SUPPLIED RECORDS:
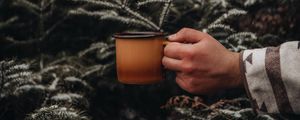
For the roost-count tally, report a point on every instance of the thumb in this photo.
(187, 35)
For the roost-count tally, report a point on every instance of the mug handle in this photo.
(166, 41)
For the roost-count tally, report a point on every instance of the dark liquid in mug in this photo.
(139, 60)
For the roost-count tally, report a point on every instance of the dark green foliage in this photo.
(68, 68)
(56, 113)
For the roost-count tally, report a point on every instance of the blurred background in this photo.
(58, 56)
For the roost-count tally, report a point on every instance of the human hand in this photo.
(203, 65)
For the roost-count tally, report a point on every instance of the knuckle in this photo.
(187, 67)
(184, 31)
(189, 53)
(191, 89)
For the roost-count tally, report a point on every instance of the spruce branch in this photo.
(100, 3)
(13, 76)
(164, 13)
(136, 18)
(8, 22)
(99, 14)
(56, 112)
(146, 2)
(229, 15)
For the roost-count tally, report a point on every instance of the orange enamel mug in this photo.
(139, 57)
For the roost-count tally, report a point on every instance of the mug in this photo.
(139, 57)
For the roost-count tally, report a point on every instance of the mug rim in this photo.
(144, 34)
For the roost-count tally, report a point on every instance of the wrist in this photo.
(234, 72)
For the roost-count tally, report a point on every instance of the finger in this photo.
(176, 50)
(182, 83)
(172, 64)
(188, 35)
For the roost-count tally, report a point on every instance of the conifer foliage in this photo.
(64, 55)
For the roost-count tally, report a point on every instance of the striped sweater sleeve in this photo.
(272, 78)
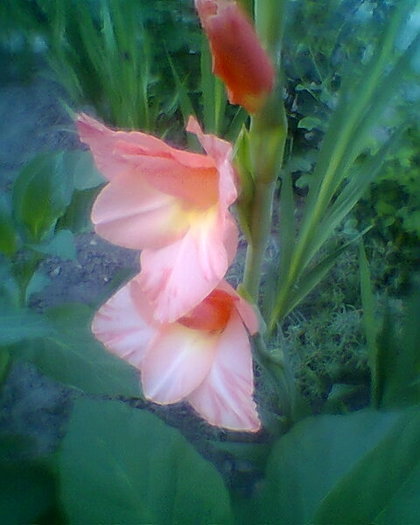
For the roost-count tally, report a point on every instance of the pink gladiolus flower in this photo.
(238, 57)
(172, 205)
(203, 358)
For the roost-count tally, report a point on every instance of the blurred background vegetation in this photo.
(144, 65)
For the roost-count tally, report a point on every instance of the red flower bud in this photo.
(238, 57)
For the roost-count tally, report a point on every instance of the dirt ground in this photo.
(33, 121)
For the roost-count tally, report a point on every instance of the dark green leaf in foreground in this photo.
(27, 487)
(19, 324)
(73, 356)
(123, 465)
(383, 488)
(41, 193)
(306, 463)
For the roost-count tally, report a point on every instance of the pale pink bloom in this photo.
(172, 205)
(204, 358)
(238, 57)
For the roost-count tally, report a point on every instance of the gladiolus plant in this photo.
(190, 391)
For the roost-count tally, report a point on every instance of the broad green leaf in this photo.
(123, 465)
(306, 463)
(383, 487)
(27, 487)
(72, 355)
(41, 194)
(26, 493)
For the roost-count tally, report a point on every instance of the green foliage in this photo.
(123, 465)
(40, 217)
(337, 183)
(384, 483)
(71, 355)
(27, 486)
(316, 471)
(106, 53)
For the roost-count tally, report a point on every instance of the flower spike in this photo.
(204, 358)
(172, 205)
(238, 57)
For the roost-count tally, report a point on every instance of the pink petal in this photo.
(196, 185)
(130, 213)
(177, 362)
(221, 152)
(178, 277)
(102, 142)
(224, 398)
(123, 324)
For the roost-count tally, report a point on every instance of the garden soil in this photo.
(34, 120)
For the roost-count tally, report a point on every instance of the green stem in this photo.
(260, 231)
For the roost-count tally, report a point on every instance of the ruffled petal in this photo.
(224, 398)
(102, 141)
(197, 185)
(131, 213)
(124, 324)
(178, 277)
(177, 362)
(221, 152)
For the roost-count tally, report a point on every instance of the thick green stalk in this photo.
(260, 231)
(267, 139)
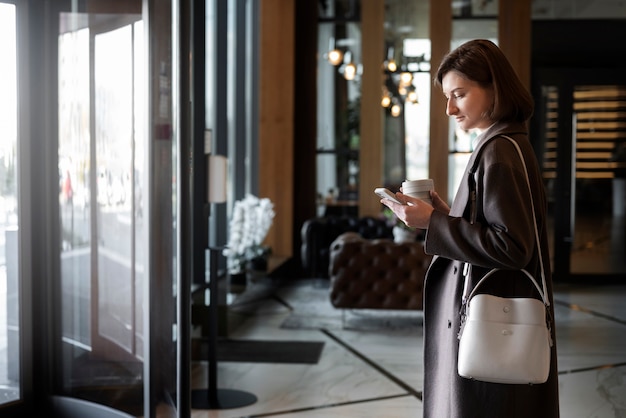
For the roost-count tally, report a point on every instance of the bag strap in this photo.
(543, 291)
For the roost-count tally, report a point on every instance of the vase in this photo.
(401, 235)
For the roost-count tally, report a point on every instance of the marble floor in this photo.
(376, 370)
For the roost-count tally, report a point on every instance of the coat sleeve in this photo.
(503, 235)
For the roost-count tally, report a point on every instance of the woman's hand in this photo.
(415, 213)
(438, 203)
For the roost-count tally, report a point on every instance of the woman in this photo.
(483, 93)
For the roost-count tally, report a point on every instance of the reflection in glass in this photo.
(101, 172)
(9, 272)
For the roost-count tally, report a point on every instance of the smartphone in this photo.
(386, 194)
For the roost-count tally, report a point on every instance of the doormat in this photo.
(261, 351)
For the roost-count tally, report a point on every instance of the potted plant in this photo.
(250, 222)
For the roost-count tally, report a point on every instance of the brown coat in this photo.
(503, 237)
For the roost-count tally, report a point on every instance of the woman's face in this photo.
(467, 101)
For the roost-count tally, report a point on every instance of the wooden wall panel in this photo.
(371, 128)
(276, 115)
(514, 36)
(440, 34)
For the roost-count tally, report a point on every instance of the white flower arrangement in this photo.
(251, 220)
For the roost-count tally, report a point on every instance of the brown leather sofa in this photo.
(376, 273)
(318, 233)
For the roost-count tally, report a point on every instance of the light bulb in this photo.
(395, 110)
(349, 72)
(406, 78)
(335, 57)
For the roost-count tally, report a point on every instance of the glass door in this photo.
(9, 220)
(582, 127)
(113, 135)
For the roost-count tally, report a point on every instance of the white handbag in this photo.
(506, 340)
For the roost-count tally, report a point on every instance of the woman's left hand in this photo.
(415, 213)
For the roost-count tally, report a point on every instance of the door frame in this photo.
(565, 79)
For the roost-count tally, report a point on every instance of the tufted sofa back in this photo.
(376, 274)
(318, 233)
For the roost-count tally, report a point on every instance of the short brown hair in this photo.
(481, 61)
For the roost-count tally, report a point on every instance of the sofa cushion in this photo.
(318, 233)
(376, 273)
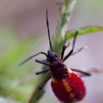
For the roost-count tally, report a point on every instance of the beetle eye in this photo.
(56, 55)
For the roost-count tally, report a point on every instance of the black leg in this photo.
(82, 72)
(32, 57)
(66, 44)
(42, 62)
(45, 81)
(41, 72)
(73, 45)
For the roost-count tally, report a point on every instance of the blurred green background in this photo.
(23, 32)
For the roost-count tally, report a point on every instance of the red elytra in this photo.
(70, 89)
(66, 84)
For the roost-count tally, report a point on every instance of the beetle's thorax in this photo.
(58, 69)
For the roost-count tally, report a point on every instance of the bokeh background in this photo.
(23, 32)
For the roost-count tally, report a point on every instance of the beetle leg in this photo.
(82, 72)
(32, 57)
(42, 62)
(45, 81)
(73, 45)
(66, 45)
(40, 72)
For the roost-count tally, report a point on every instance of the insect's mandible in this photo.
(66, 84)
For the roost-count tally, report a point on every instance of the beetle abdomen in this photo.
(70, 89)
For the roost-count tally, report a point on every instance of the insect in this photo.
(66, 83)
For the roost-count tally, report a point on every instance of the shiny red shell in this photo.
(69, 89)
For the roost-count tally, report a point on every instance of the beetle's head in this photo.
(51, 56)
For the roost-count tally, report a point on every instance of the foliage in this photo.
(12, 77)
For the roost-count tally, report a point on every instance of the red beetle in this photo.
(66, 84)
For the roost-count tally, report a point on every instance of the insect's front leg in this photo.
(73, 45)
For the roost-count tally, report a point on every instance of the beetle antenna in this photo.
(32, 57)
(47, 23)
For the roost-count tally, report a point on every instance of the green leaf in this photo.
(83, 31)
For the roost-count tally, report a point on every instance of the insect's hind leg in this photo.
(42, 62)
(83, 73)
(73, 45)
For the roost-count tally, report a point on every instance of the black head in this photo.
(51, 56)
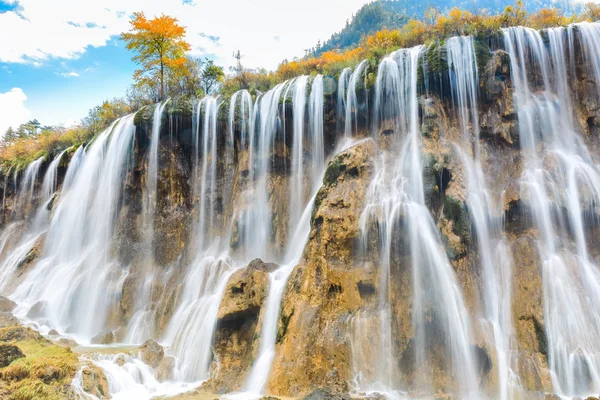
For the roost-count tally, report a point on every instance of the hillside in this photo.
(393, 14)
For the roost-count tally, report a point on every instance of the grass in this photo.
(45, 372)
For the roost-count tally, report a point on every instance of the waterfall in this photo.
(396, 203)
(315, 108)
(77, 246)
(343, 83)
(255, 222)
(50, 179)
(351, 119)
(493, 251)
(297, 156)
(28, 182)
(555, 192)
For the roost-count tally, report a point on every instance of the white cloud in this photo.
(266, 31)
(69, 74)
(13, 111)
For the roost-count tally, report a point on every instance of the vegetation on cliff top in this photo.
(45, 372)
(188, 77)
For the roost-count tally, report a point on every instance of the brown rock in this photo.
(7, 305)
(238, 318)
(67, 342)
(105, 337)
(37, 310)
(7, 319)
(94, 381)
(152, 353)
(164, 371)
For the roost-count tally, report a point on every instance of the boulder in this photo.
(37, 310)
(64, 342)
(323, 394)
(164, 371)
(152, 353)
(238, 319)
(6, 304)
(106, 336)
(8, 354)
(18, 332)
(93, 381)
(7, 319)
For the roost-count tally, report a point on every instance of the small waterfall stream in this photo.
(256, 176)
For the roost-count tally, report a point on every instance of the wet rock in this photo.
(120, 360)
(105, 337)
(37, 310)
(164, 371)
(323, 394)
(7, 319)
(238, 319)
(6, 304)
(152, 353)
(18, 332)
(8, 354)
(67, 342)
(94, 381)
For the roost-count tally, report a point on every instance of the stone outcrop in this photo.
(152, 353)
(105, 337)
(93, 381)
(238, 325)
(325, 288)
(7, 305)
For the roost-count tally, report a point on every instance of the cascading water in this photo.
(352, 112)
(297, 167)
(560, 181)
(75, 253)
(395, 201)
(343, 83)
(486, 218)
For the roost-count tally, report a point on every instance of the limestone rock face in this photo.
(239, 317)
(313, 349)
(6, 305)
(105, 337)
(7, 319)
(37, 310)
(528, 315)
(94, 382)
(152, 353)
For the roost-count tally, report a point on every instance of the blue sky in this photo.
(60, 58)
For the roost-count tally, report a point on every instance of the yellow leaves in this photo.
(160, 47)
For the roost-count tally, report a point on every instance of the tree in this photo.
(186, 80)
(9, 136)
(160, 48)
(212, 75)
(29, 128)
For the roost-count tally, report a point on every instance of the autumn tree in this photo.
(160, 47)
(212, 75)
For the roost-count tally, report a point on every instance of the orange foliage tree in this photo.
(160, 47)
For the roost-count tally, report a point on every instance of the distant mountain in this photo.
(393, 14)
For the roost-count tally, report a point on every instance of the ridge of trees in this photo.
(192, 77)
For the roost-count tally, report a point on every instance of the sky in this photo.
(59, 58)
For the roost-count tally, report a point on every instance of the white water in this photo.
(558, 194)
(352, 112)
(395, 200)
(486, 217)
(76, 275)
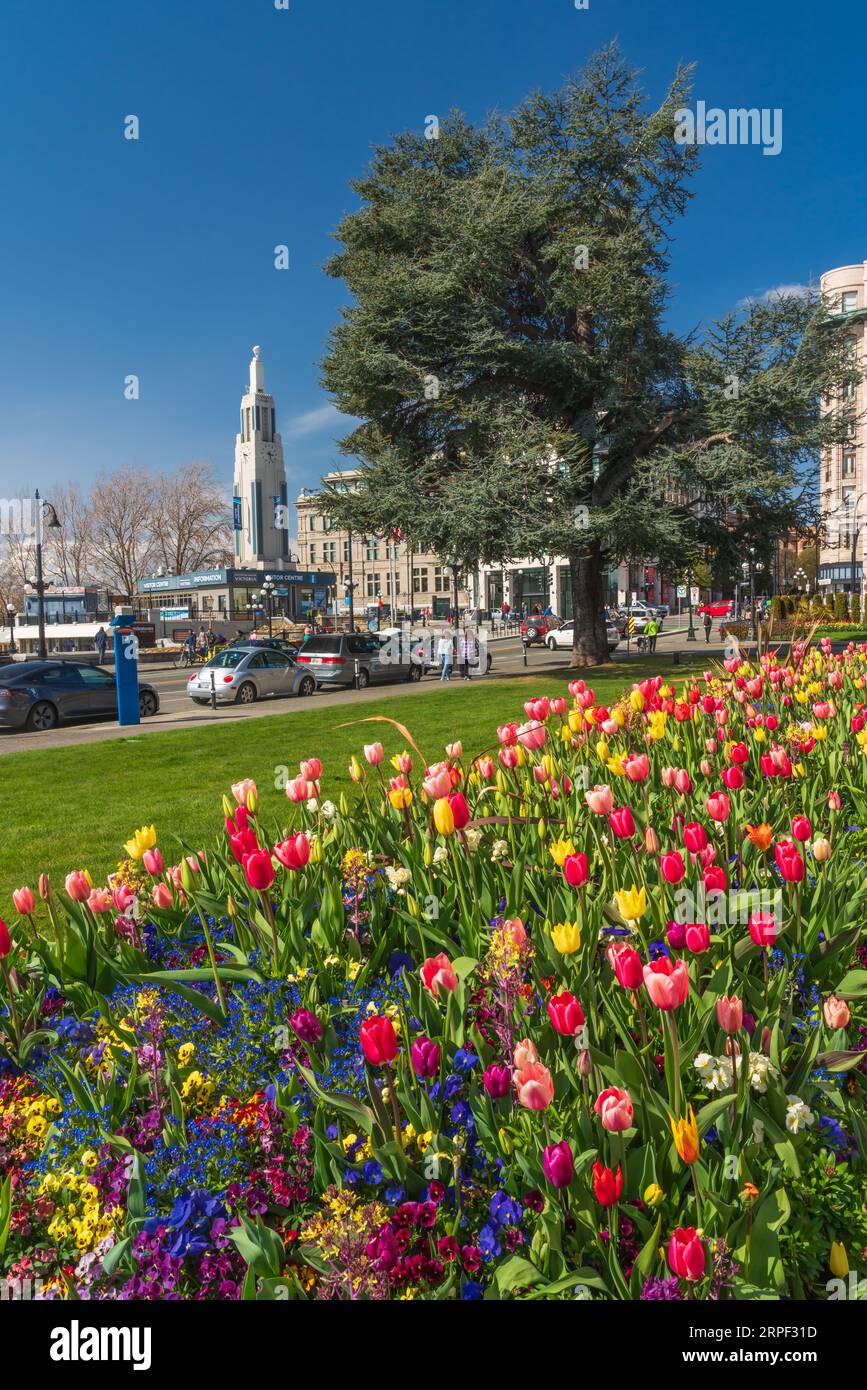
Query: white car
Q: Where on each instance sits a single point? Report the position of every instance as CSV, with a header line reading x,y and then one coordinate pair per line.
x,y
562,635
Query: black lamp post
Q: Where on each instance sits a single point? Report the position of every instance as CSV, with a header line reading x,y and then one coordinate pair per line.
x,y
43,510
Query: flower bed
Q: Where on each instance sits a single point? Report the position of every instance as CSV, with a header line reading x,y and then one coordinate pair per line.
x,y
580,1015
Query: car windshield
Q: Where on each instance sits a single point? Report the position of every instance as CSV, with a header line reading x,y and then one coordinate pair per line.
x,y
323,644
232,656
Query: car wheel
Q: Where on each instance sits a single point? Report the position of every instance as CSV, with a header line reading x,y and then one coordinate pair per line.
x,y
147,704
42,716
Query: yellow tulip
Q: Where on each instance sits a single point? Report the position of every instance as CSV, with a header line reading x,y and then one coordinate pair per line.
x,y
143,838
631,902
839,1260
443,818
566,937
560,851
685,1137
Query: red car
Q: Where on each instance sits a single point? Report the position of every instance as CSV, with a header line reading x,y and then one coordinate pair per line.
x,y
720,609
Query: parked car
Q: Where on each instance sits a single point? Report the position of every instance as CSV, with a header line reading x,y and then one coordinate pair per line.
x,y
562,635
331,659
246,673
720,609
39,695
537,626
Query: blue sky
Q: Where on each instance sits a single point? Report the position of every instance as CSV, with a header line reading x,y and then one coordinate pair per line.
x,y
156,256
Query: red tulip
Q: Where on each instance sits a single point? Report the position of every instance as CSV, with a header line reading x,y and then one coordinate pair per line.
x,y
687,1254
259,870
435,972
566,1014
789,861
763,929
575,870
293,852
378,1040
627,966
695,837
621,823
671,866
607,1186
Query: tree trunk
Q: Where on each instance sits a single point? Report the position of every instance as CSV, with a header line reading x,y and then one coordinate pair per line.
x,y
589,637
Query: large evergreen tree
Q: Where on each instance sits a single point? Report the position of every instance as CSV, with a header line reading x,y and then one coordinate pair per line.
x,y
507,353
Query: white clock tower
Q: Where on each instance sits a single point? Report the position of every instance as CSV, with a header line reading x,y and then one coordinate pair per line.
x,y
260,499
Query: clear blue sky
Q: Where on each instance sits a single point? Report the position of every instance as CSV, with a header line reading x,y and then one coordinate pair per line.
x,y
157,257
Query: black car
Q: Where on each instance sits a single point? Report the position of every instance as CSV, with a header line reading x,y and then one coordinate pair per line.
x,y
40,694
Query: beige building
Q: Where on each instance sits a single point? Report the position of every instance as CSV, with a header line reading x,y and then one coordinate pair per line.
x,y
842,473
388,574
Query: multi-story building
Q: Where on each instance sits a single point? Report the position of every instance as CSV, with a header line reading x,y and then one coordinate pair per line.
x,y
389,576
842,474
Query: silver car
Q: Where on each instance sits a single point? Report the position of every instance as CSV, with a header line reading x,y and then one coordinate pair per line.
x,y
241,676
562,635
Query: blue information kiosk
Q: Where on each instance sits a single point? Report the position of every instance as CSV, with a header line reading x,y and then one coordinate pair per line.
x,y
127,667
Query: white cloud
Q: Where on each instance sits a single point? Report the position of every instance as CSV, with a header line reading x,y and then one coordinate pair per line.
x,y
316,421
777,292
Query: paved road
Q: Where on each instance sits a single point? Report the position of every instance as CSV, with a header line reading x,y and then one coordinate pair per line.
x,y
177,710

EXERCISE DETAILS: Whatever else the listing above holds, retype exactly only the lines from the one containing "Query: red tulip" to the one containing "Query: tree trunk", both ends kept.

WRITTEN SOLUTION:
Query: red tulip
Q: Where on each instance sits a single point? Report the position of every instance as CSV, with a header line reading x,y and then one coordinate pair per line.
x,y
687,1254
259,870
435,972
566,1014
789,861
763,929
575,870
293,852
378,1040
627,966
695,837
621,823
671,866
607,1186
Query: tree trunk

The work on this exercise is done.